Halfway Between the Gutter and the Stars is the third studio album by English electronic music producer Fatboy Slim. It was first released on 6 November 2000 in the United Kingdom by Skint Records and a day later in the United States by Astralwerks. The album features contributions from Macy Gray, Ashley Slater, Bootsy Collins, Roland Clark, and Roger Sanchez, and its title, referenced in the song "Weapon of Choice", is an allusion to the Oscar Wilde quote, "We are all in the gutter, but some of us are looking at the stars."

Critical reception

Halfway Between the Gutter and the Stars received generally positive reviews from critics. Robert Christgau of The Village Voice wrote "this is where Norman Cook achieves the nonstop stupidity breakbeats alone could never bring him", calling it "All shallow, all pure as a result—pure escape, pure delight, and, as the cavalcade of gospel postures at the end makes clear, pure spiritual yearning. Transcendence, we all want it." The A.V. Club called it "a big load of disposable fun and funk that's fluffier than cotton candy and just as weighty."

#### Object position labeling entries
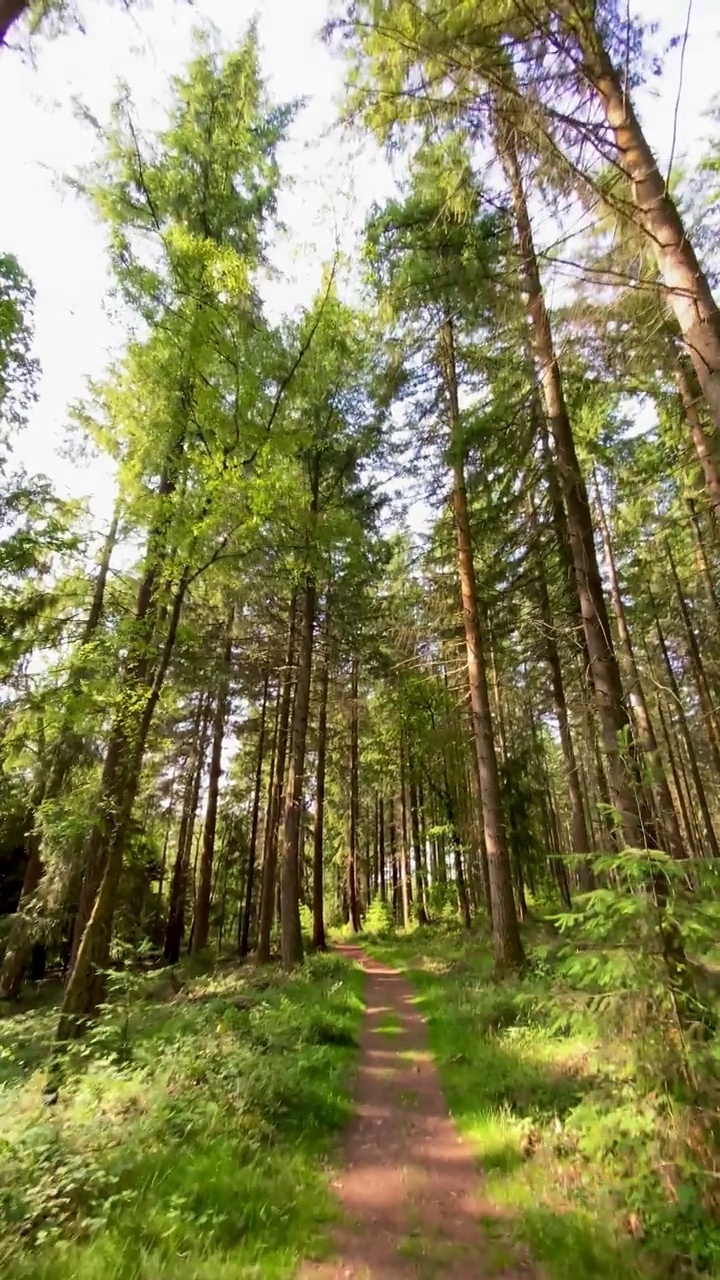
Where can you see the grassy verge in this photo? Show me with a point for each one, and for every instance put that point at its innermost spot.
(190, 1133)
(597, 1175)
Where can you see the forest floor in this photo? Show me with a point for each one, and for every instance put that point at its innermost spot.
(588, 1166)
(191, 1130)
(205, 1129)
(408, 1185)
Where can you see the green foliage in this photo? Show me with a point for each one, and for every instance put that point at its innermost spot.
(595, 1171)
(378, 919)
(187, 1137)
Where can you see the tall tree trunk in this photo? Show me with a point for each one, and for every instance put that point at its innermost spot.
(291, 933)
(178, 888)
(201, 924)
(627, 792)
(404, 876)
(319, 941)
(702, 684)
(418, 854)
(270, 842)
(669, 837)
(246, 910)
(709, 577)
(22, 932)
(689, 748)
(9, 13)
(705, 444)
(382, 848)
(582, 844)
(687, 287)
(354, 913)
(506, 935)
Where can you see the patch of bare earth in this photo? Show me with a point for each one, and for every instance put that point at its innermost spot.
(409, 1187)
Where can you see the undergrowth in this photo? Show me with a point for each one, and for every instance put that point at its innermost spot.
(595, 1169)
(186, 1137)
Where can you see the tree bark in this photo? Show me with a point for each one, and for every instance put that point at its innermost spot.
(9, 13)
(582, 844)
(318, 835)
(178, 887)
(246, 913)
(354, 913)
(506, 935)
(688, 288)
(689, 748)
(291, 933)
(404, 876)
(201, 924)
(669, 837)
(705, 444)
(270, 842)
(627, 792)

#### Directions
1. Name every artist the album text lists as contributing to the album.
2. In the records, copy out the lines from the one with "Where can you see the undergrowth" up to and including the one with "(186, 1137)".

#### Worked solutions
1. Macy Gray, Ashley Slater, Bootsy Collins, Roland Clark, and Roger Sanchez.

2.
Where can you see the undergrowth in this photo? Show me with a point for each one, and for every instance put that point at its innermost spot.
(595, 1169)
(186, 1137)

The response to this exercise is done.